Minzer v. Daniels

28 A.D.3d 559, 812 N.Y.S.2d 656

This text of 28 A.D.3d 559 (Minzer v. Daniels) is published on Counsel Stack Legal Research, covering Appellate Division of the Supreme Court of the State of New York primary law. Counsel Stack provides free access to over 12 million legal documents including statutes, case law, regulations, and constitutions.

Bluebook
Minzer v. Daniels, 28 A.D.3d 559, 812 N.Y.S.2d 656 (N.Y. Ct. App. 2006).

Opinion

Proceeding pursuant to CPLR article 78 to review a determination of the Secretary of State of the State of New York, dated December 27, 2004, which affirmed a decision of an Administrative Law Judge, made after a hearing, denying the petitioner’s application for a private investigator’s license.

Adjudged that the determination is confirmed, the petition is denied, and the proceeding is dismissed, with costs.

Items listed in a dataset
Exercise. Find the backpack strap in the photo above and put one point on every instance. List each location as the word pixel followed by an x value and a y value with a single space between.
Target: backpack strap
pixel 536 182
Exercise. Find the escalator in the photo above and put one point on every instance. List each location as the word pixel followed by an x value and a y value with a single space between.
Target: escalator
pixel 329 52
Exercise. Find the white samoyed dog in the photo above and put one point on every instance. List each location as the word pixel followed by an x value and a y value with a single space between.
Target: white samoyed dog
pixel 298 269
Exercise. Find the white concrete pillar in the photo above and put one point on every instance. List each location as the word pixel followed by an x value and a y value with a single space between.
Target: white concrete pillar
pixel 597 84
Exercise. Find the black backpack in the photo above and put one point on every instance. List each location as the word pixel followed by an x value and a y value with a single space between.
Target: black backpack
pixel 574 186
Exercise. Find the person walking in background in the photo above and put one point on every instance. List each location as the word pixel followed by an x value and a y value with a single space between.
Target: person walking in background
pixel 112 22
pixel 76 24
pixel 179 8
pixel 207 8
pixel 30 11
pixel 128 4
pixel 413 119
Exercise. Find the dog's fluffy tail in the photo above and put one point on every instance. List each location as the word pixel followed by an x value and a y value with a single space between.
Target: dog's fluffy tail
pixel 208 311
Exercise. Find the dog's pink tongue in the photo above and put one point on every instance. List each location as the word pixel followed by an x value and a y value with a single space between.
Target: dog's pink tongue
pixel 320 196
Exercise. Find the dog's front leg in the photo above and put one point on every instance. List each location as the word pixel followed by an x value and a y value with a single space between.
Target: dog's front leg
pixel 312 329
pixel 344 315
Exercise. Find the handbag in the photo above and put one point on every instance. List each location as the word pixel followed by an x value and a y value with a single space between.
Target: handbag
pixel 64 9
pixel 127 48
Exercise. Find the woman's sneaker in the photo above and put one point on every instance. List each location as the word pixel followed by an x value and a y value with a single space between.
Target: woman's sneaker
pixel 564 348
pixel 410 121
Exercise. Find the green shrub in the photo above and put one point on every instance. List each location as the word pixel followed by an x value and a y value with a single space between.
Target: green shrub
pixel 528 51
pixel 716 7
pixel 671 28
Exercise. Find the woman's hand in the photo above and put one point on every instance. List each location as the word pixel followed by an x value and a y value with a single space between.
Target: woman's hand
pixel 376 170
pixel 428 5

§ **Exercise tasks**:
• A. From the Minzer v. Daniels page, list the kinds of legal documents that Counsel Stack is said to provide free access to.
• B. Answer these questions using the Minzer v. Daniels page:
(i) On what date was the Secretary of State's determination made?
(ii) What kind of license did the petitioner apply for?
(iii) Under which CPLR article was the proceeding brought?

§ **Written responses**:
• A. Statutes, case law, regulations, and constitutions.

• B.
(i) December 27, 2004
(ii) A private investigator's license
(iii) Article 78